» 给定文本:

本测试报告由PandaDB开发团队提供
时间: 2021年3月31日
1.测试简介
PandaDB是以属性图为基础实现的大规模异构数据的融合管理。为指导后续研发,我们以目前最为成熟、应用最广泛、单机图查询的性能标杆图数据库——Neo4j为参照,实测了PandaDB和Neo4j在单机图查询上的性能差异。
本次测试,我们采用了图数据库的国际通行基准测试LDBC的测试数据集和部分测试负载。
2.测试环境
表 1:测试环境
环境 | 配置 |
---|---|
硬件环境 | 单台测试物理机,配置: 双路至强可扩展金牌6230R CPU 384GB DDR4内存 220 TB Raid 5 HDD |
软件环境 | 操作系统版本:CentOS 7.8 (64 bit) JDK版本:1.8 |
测试使用软件版本 | PandaDB版本:v0.3.0.210331 Neo4j版本:v3.5.6 Community |
3.测试负载
基于基准测试LDBC的测试数据和测试负载。其中测试数据中有170亿边,25亿节点。
首先git clone https://github.com/ldbc/ldbc_snb_datagen,然后生成测试数据并导入PandaDB。
(1)测试数据的生成
编辑ldbc_snb_datagen根目录下的params.ini
文件,将generator.scaleFactor设置为1000。然后执行命令:
tools/run.py --cores 24 --memory 100g ./target/ldbc_snb_datagen-0.4.0-SNAPSHOT-jar-with-dependencies.jar params.ini
生成的数据量在1.3TB左右。

» 所给材料:
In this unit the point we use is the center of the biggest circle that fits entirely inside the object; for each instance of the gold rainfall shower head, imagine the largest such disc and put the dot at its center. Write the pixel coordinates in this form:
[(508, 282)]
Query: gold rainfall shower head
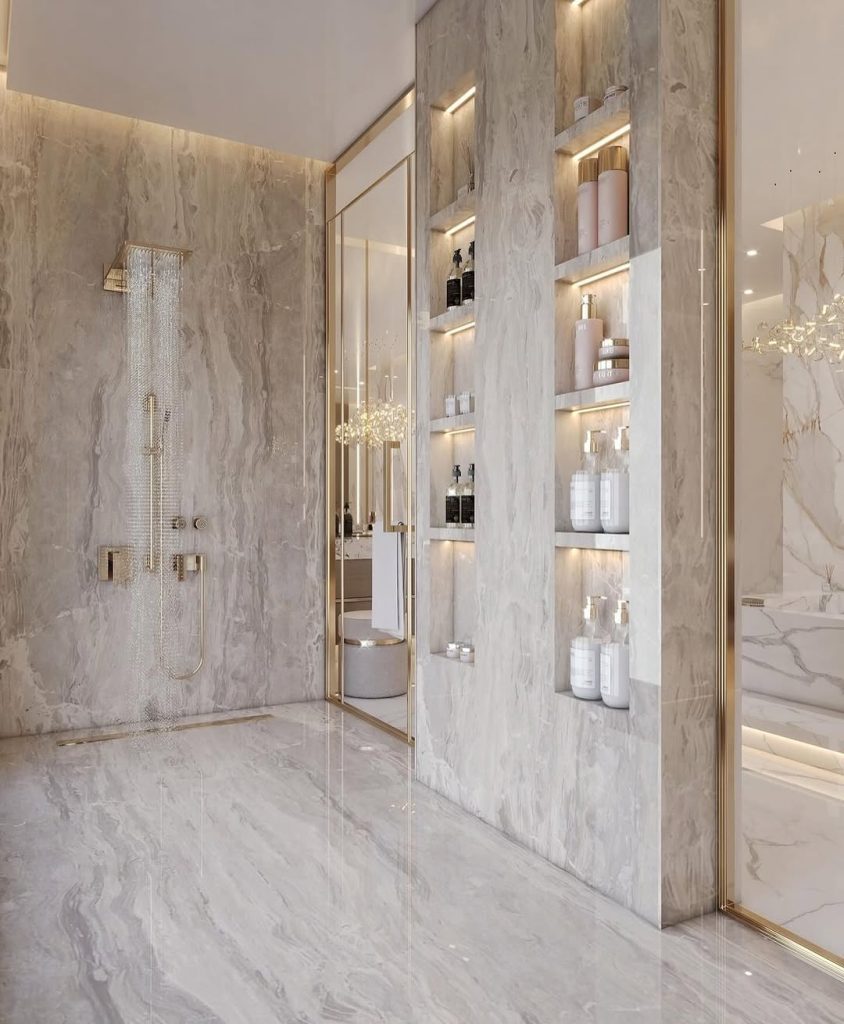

» 任务要求:
A. 根据测试报告,测试数据中共有多少条边和多少个节点?
B. 将测试报告中从“本测试报告由PandaDB开发团队提供”到“的测试数据集和部分测试负载。”的部分重写一遍,并把其中的“单机图查询”替换为“分布式图查询”。
所给材料与测试报告相互独立,属于单独的内容。

» 参考答案:
A. 170亿条边,25亿个节点。

B.
本测试报告由PandaDB开发团队提供
时间: 2021年3月31日
1.测试简介
PandaDB是以属性图为基础实现的大规模异构数据的融合管理。为指导后续研发,我们以目前最为成熟、应用最广泛、分布式图查询的性能标杆图数据库——Neo4j为参照,实测了PandaDB和Neo4j在分布式图查询上的性能差异。
本次测试,我们采用了图数据库的国际通行基准测试LDBC的测试数据集和部分测试负载。